Continue the text about the Thanjavur roadside vendors from where it stops.

Start of Text segment

Local roadside vendors, regular as well as ‘seasonal’, were caught off-guard when temporary structures came up along the carriageways from the Anna Statue junction on the Gandhiji Road, Thanjavur.
Normally, roadside vendors sell readymade garments, footwear, and sometimes groceries packed in plastic pouches along Gandhiji Road. During the festivals such as Pongal and ‘Deepavali, hundreds of vendors join them putting up temporary shops on Gandhiji Road, Anna Salai, and near the Old Bus Stand and the erstwhile Thiruvaiyaru Bus Stand.
Two years ago, the Thanjavur Corporation announced that it would not collect “ground tax” from these traders in view of the pandemic and warned that anyone found collecting money on behalf of the civic body would be dealt with as per the law.
Last year, the seasonal vendors as well as the regular ones went about their festival season business without any problem. This year, the regular roadside vendors were asked to vacate the site all of a sudden to make way for the “traders” to put up their shops at the temporary structures erected by the officials. The autorickshaw drivers attached to the two stands functioning near the Old Bus Stand were also asked to vacate the place, sources said.

End of Text segment
Start of Supplied records

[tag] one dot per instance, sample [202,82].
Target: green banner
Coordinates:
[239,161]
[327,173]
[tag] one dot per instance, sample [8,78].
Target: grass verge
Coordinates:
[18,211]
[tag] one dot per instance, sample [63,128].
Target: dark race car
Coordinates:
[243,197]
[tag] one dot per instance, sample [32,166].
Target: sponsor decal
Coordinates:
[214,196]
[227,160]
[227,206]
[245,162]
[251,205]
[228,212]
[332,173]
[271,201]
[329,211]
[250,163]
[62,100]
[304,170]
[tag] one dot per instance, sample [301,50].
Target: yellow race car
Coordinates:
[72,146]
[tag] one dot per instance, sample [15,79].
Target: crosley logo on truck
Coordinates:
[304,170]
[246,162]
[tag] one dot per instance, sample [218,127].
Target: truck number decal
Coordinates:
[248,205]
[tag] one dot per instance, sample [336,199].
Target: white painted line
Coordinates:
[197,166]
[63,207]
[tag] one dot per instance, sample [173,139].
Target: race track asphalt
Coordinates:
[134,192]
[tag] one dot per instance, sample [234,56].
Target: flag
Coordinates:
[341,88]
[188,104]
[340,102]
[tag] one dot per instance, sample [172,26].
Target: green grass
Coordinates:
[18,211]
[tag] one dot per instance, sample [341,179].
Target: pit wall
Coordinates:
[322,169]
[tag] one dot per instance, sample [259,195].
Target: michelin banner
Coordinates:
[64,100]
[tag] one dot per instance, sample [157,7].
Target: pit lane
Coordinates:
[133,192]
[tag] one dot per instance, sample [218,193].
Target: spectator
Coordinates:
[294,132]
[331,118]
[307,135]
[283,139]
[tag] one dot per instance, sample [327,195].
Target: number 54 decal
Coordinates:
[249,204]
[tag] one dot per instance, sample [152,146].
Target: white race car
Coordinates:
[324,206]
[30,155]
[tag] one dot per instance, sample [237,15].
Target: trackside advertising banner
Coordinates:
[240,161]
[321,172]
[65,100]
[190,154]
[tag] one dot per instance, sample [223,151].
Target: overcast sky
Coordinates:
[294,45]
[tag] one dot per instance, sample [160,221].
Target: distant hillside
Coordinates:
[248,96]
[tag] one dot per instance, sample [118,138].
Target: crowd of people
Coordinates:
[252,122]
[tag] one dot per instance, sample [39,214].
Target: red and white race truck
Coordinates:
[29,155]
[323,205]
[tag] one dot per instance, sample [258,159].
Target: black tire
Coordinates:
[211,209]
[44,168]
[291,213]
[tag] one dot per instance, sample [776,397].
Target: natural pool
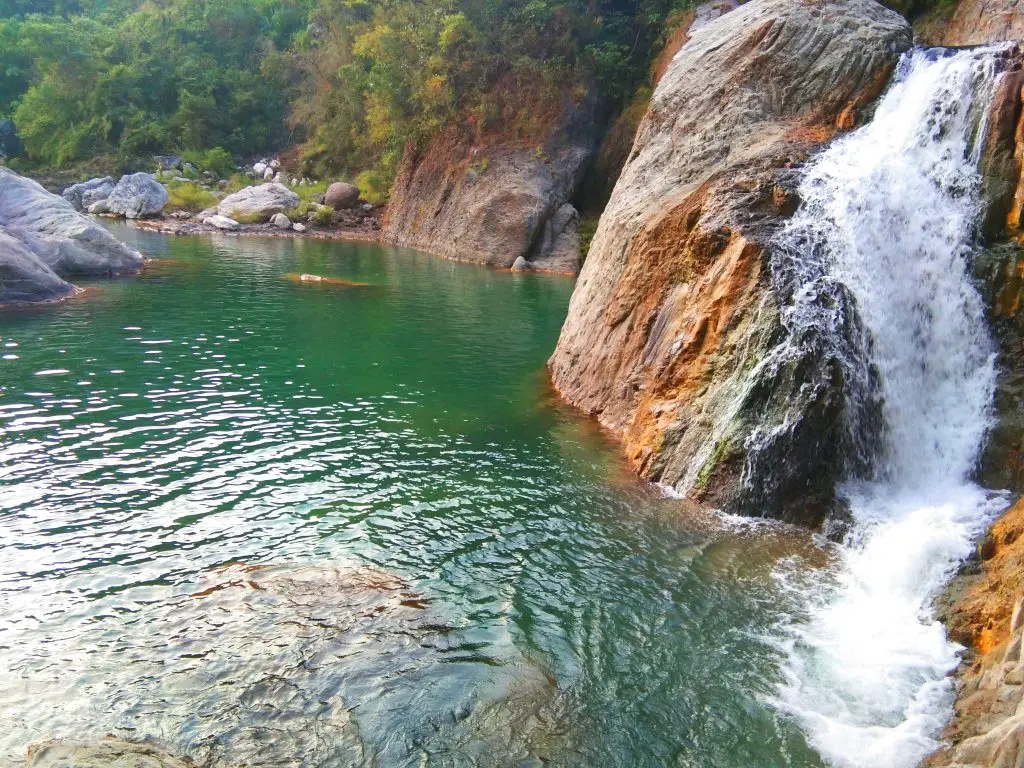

End of Supplied records

Answer to the problem ::
Aggrieved by this, the autorickshaw drivers and the vendors registered their objection with the persons who put up the temporary structures, but in vain.
Meanwhile, on November 4, the Thanjavur District Committee secretary of the Centre of Indian Trade Unions (CITU), C. Jayabal, took up the issue with the Thanjavur Corporation and urged it not to ruin the prospects of hapless roadside vendors as reports were doing the rounds that about ₹25,000 to ₹40,000 per temporary shop was proposed to be collected from the vendors who would like to put up temporary shops around the Anna Statue junction during this Deepavali season.